Written task =>
Rewrite the part of the winter reading post starting at "Underland by Robert" and ending at "frosty Winter night.", changing "ghost stories" to "spooky tales".

Document extract =>
»»

It is that time of year. It has just started to snow and the days are much darker and colder. This time, while being the coziest time of year, is the beginning of the most difficult time of year for me as well. There will soon be a little less color in the world, and my body and brain will want to go into hibernation mode. But, while I will probably do some hibernating, it is the time in which I will read more, pick up my Winter hobbies, and add more color into my life myself.
I wanted to share with you all what I like to read in Winter, and some of the activities I like to do that may help you through the darker months as well. Winter can really affect mental health, and I know I need to just keep doing things that make me happy to get through it. It doesn’t work all the time, but I always feel a little bit better for trying.
Cozy mysteries, of course! How could you have a proper cozy Winter without some cozy mysteries? These books are often like a warm hug, and they are like popcorn, you can read one after another after another, and still want to read more. Cozy mysteries are good ways to fill the time, especially if you need something quiet and relaxing, instead of rushing to do an activity. Many of these books will be middle-grade as well, as I find the best stories with middle-grade authors.
Here are some of the cozy mysteries I’m excited to read this Winter:
The Vanishing of Aveline Jones by Phil Hickes – This is the latest book in the Aveline Jones series, and, though spooky, I feel that these middle-grade books make the coziest mysteries!
The Bookmobile Cat Mysteries by Laurie Cass – Yes, this is your typical series of cozy mysteries in a small town with a bookseller. How many of these have we seen on my reading wrap-ups? So many. How many am I planning to read this Winter? So many more! I just thought this particular series looked cute, and while it takes place in Autumn, I can think of nothing cozier.
Atmospheric books are a must. I like to slow down a bit when I’m reading in Winter, and that means I will often like a slower-paced story with lots of atmosphere. I like to think these types of books help me to embrace the slower and more relaxed days of Winter, even when my mind is telling me to jump up and do do do. Many of the ghost stories I read are very atmospheric, but I also like others. One book I read this year that embodies this type of read is Piranesi by Suzanna Clarke. Most of this book is just atmosphere, one that I was eager to explore. These types of books also explore the feelings that you might have while exploring the space, and that in itself is very important to these types of books. In Piranesi, you are not necessarily supposed to feel lost, but you do feel overwhelmed at times.
Here are a few of the atmospheric books I plan on reading this Winter:
The Silent Companions by Laura Purcell – I have already started this book, and when I say the atmosphere is frosty (both with the landscape and the characters), I mean it is FROSTY. There are sure to be spooks coming up in the plot, but so far the landscape of the large house in the run-down village is enticing.
Underland by Robert Macfarlane – This book literally takes you to all the underground places of the world and the history and landscape behind them. Tunnels, burials, etc. If this is not the perfect book to slow down with and explore, then I don’t know what would be.
While Halloween is the creepiest time of year, I would argue that Winter is the best time to be reading ghost stories. A lot of ghost stories happen to take place in the Winter time, almost as if the living world has gone to sleep, and now the frosty spirits of the dead make themselves known. Perhaps they wish to fill the silence. In any case, it is the perfect time to start a list of spooky books to cozy up with on a frosty Winter night.

««

Material provided =>
»»

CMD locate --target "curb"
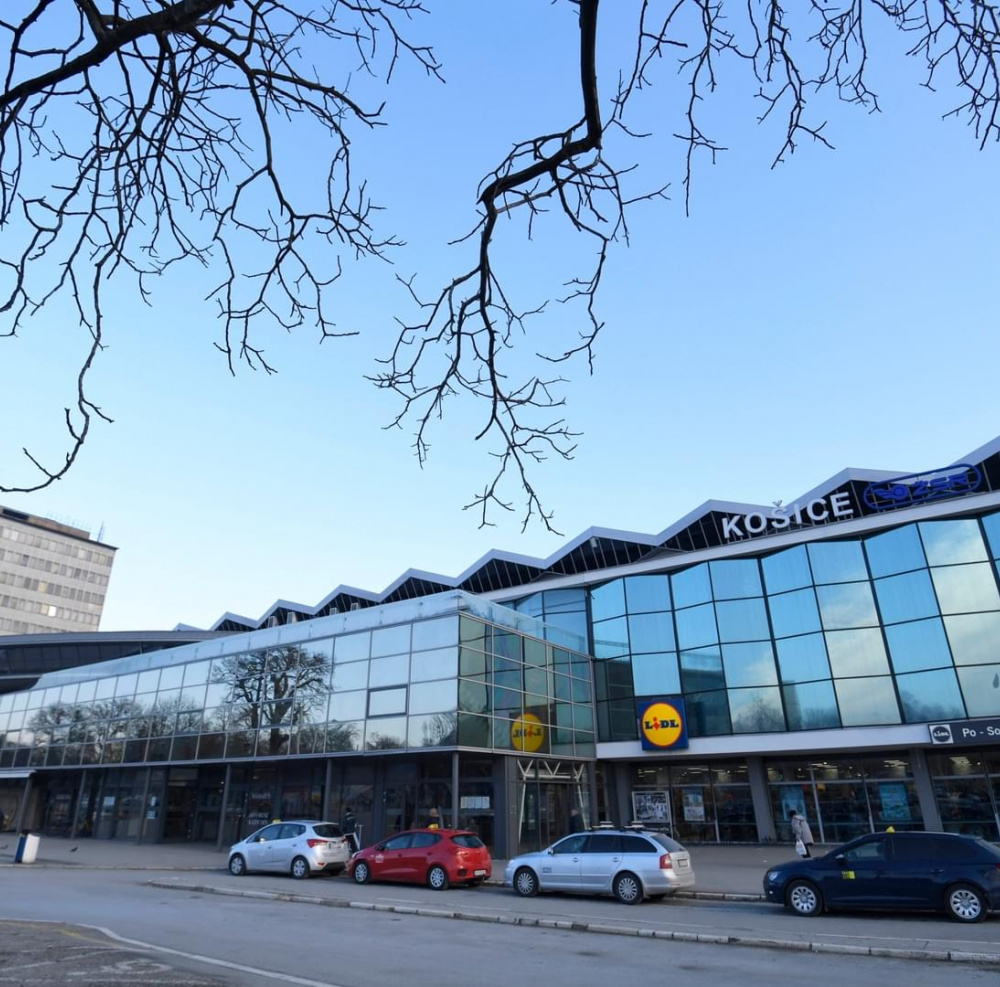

««

Problem solution =>
Underland by Robert Macfarlane – This book literally takes you to all the underground places of the world and the history and landscape behind them. Tunnels, burials, etc. If this is not the perfect book to slow down with and explore, then I don’t know what would be.
While Halloween is the creepiest time of year, I would argue that Winter is the best time to be reading spooky tales. A lot of spooky tales happen to take place in the Winter time, almost as if the living world has gone to sleep, and now the frosty spirits of the dead make themselves known. Perhaps they wish to fill the silence. In any case, it is the perfect time to start a list of spooky books to cozy up with on a frosty Winter night.